╭─ SUPPLIED ENTRIES
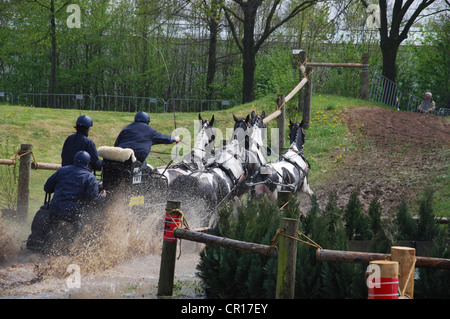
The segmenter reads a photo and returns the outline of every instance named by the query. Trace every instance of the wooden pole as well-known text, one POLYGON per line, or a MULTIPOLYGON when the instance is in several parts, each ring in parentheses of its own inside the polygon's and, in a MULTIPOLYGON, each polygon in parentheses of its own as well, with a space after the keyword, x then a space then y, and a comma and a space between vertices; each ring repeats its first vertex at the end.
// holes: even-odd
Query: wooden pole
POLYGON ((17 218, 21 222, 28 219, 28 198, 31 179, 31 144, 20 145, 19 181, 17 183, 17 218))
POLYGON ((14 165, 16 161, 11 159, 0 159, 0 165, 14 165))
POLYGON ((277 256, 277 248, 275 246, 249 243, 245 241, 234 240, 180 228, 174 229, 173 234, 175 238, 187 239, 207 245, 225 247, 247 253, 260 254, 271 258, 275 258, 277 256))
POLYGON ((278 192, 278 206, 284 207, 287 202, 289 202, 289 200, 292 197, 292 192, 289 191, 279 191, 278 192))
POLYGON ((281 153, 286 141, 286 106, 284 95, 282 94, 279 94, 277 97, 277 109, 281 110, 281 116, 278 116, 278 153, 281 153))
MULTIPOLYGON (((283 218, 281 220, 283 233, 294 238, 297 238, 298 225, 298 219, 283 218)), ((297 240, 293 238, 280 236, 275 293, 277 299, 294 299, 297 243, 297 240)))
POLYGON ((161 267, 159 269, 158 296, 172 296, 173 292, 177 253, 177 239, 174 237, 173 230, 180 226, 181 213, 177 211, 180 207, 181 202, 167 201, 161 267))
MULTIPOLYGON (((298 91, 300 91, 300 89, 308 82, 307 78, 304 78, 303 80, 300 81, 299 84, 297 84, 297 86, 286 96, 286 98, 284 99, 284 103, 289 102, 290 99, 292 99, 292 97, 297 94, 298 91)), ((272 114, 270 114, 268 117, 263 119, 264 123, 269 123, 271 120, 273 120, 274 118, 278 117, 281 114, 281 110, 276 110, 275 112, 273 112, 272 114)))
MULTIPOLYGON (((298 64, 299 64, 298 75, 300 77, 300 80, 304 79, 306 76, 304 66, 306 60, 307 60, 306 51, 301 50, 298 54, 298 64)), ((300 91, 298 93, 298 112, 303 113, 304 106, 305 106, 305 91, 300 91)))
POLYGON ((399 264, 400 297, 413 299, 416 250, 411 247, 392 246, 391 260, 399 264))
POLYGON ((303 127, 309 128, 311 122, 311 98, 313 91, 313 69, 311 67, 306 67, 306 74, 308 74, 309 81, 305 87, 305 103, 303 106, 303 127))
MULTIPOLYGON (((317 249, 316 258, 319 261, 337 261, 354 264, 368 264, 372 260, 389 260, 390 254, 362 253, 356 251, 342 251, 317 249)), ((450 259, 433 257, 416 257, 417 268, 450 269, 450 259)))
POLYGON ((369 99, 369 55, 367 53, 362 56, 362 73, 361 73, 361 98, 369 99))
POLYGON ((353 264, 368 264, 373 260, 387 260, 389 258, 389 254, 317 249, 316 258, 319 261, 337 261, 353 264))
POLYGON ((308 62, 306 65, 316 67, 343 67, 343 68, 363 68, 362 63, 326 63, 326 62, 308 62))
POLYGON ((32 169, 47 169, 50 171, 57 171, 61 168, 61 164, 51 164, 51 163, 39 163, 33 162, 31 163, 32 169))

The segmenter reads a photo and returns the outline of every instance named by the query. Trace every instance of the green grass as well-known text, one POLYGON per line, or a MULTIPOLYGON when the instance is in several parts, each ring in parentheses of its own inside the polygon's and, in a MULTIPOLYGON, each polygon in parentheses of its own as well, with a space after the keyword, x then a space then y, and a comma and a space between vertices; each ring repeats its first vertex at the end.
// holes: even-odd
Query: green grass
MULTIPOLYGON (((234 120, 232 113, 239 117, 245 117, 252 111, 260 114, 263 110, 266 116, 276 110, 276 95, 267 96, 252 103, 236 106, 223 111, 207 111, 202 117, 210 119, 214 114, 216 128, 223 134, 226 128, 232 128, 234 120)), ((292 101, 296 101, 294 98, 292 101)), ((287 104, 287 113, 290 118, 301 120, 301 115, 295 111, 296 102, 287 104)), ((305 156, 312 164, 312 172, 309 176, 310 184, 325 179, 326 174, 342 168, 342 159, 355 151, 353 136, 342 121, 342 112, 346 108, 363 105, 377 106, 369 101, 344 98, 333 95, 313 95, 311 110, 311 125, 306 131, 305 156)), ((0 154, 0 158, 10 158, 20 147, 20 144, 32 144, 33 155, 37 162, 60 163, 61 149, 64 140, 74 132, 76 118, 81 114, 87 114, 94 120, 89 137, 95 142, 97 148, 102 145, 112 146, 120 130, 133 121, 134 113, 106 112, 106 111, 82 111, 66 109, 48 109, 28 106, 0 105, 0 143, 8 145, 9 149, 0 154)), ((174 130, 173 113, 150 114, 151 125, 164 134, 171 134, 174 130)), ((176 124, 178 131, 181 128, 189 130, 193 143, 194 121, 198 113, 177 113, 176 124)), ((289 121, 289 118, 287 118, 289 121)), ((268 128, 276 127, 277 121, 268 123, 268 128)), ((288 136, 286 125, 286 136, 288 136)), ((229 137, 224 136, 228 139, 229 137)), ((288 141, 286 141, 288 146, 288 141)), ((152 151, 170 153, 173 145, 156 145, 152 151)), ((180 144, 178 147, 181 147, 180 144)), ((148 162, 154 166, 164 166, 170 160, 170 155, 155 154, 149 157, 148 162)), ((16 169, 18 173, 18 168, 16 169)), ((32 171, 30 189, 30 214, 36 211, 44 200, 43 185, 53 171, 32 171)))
╰─
__WHAT THIS TASK INVOLVES__
Output the records above exactly; leave out the pictures.

__RESULT FOR THIS EXERCISE__
The segmenter reads a photo and returns the outline of every instance named by the query. Trace every instance of the wooden pole as well-known text, one POLYGON per line, or a MULTIPOLYGON when the instance is in several parts, each ring in parentheses of its own inside the polygon's and, in a MULTIPOLYGON, each polygon in parentheses of its own as well, with a space after the keyword, x then a space then y, and a comma and a space between vertices; each ring repeats its first vertex at the end.
// holes: even-odd
Query: wooden pole
POLYGON ((17 218, 21 222, 28 219, 28 198, 31 179, 31 144, 20 145, 19 181, 17 183, 17 218))
POLYGON ((14 165, 16 161, 11 159, 0 159, 0 165, 14 165))
POLYGON ((277 256, 277 248, 275 246, 249 243, 245 241, 234 240, 180 228, 174 229, 173 234, 175 238, 187 239, 207 245, 225 247, 247 253, 260 254, 271 258, 275 258, 277 256))
POLYGON ((278 192, 278 206, 284 207, 287 202, 289 202, 289 200, 292 197, 292 192, 289 191, 279 191, 278 192))
POLYGON ((281 153, 286 141, 286 106, 284 95, 282 94, 279 94, 277 97, 277 109, 281 110, 281 116, 278 116, 278 153, 281 153))
MULTIPOLYGON (((283 218, 281 220, 283 233, 294 238, 297 238, 298 225, 298 219, 283 218)), ((297 240, 293 238, 280 236, 275 293, 277 299, 294 299, 297 243, 297 240)))
POLYGON ((161 267, 159 269, 158 296, 172 296, 173 292, 177 253, 177 239, 174 237, 173 230, 180 226, 181 213, 177 211, 180 207, 181 202, 167 201, 161 267))
MULTIPOLYGON (((298 91, 300 91, 300 89, 308 82, 307 78, 304 78, 303 80, 300 81, 299 84, 297 84, 297 86, 286 96, 286 98, 284 99, 284 103, 289 102, 290 99, 292 99, 292 97, 297 94, 298 91)), ((272 114, 270 114, 268 117, 263 119, 264 123, 269 123, 271 120, 273 120, 274 118, 278 117, 281 114, 281 110, 276 110, 275 112, 273 112, 272 114)))
MULTIPOLYGON (((298 64, 299 64, 298 75, 300 77, 300 80, 304 79, 306 76, 304 66, 306 60, 307 60, 306 51, 301 50, 298 54, 298 64)), ((300 91, 298 93, 298 112, 303 113, 304 106, 305 106, 305 91, 300 91)))
POLYGON ((399 264, 400 297, 413 299, 416 250, 411 247, 392 246, 391 260, 399 264))
POLYGON ((303 127, 309 128, 311 122, 311 98, 313 91, 313 69, 311 67, 306 67, 306 74, 308 74, 309 81, 305 87, 305 103, 303 106, 303 127))
MULTIPOLYGON (((317 249, 316 258, 319 261, 337 261, 354 264, 368 264, 372 260, 389 260, 390 254, 362 253, 356 251, 342 251, 317 249)), ((450 259, 433 257, 416 257, 417 268, 450 269, 450 259)))
POLYGON ((369 99, 369 55, 367 53, 362 56, 362 73, 361 73, 361 98, 369 99))
POLYGON ((353 264, 368 264, 373 260, 387 260, 389 258, 389 254, 317 249, 316 258, 319 261, 337 261, 353 264))
POLYGON ((308 62, 306 65, 316 67, 343 67, 343 68, 363 68, 362 63, 326 63, 326 62, 308 62))
POLYGON ((32 169, 47 169, 50 171, 57 171, 61 168, 61 164, 51 164, 51 163, 39 163, 33 162, 31 163, 32 169))

The segmenter reads a photo and returns the outline of every instance named by the query. Trace every instance of the green grass as well-known text, one POLYGON per line, or a MULTIPOLYGON when the instance is in several parts, each ring in parentheses of its own inside the polygon's and, in a MULTIPOLYGON, each polygon in parentheses of its own as well, with a space after the keyword, x then a space then y, and a comma and a space between vertices; each ring repeats its first vertex at the end.
// holes: even-odd
Query: green grass
MULTIPOLYGON (((234 120, 232 113, 239 117, 245 117, 252 111, 260 114, 263 110, 266 116, 276 110, 276 95, 267 96, 252 103, 236 106, 223 111, 207 111, 202 117, 210 119, 214 114, 216 128, 223 134, 226 128, 232 128, 234 120)), ((292 101, 296 101, 294 98, 292 101)), ((287 104, 287 113, 290 118, 301 120, 301 115, 295 111, 296 102, 287 104)), ((305 156, 312 164, 312 172, 309 176, 310 184, 325 179, 326 174, 342 168, 342 159, 355 151, 353 136, 342 121, 342 112, 346 108, 363 105, 377 106, 369 101, 344 98, 333 95, 313 95, 311 110, 311 125, 306 131, 305 156)), ((0 154, 0 158, 10 158, 20 147, 20 144, 32 144, 33 155, 37 162, 60 163, 61 149, 64 140, 74 132, 76 118, 81 114, 87 114, 94 120, 89 137, 95 142, 97 148, 102 145, 112 146, 120 130, 133 121, 134 113, 106 112, 106 111, 82 111, 66 109, 48 109, 28 106, 0 105, 0 143, 8 145, 9 149, 0 154)), ((174 130, 173 113, 150 114, 151 125, 164 134, 171 134, 174 130)), ((176 124, 178 131, 181 128, 189 130, 193 143, 194 121, 198 113, 177 113, 176 124)), ((289 121, 289 118, 287 118, 289 121)), ((268 128, 276 127, 277 121, 268 123, 268 128)), ((288 136, 286 125, 286 136, 288 136)), ((229 137, 224 136, 228 139, 229 137)), ((288 141, 286 141, 288 146, 288 141)), ((152 151, 170 153, 173 145, 156 145, 152 151)), ((180 144, 178 147, 181 147, 180 144)), ((148 162, 154 166, 164 166, 170 160, 170 155, 155 154, 149 157, 148 162)), ((16 169, 18 173, 18 168, 16 169)), ((32 171, 30 189, 30 214, 36 211, 44 200, 43 185, 53 171, 32 171)))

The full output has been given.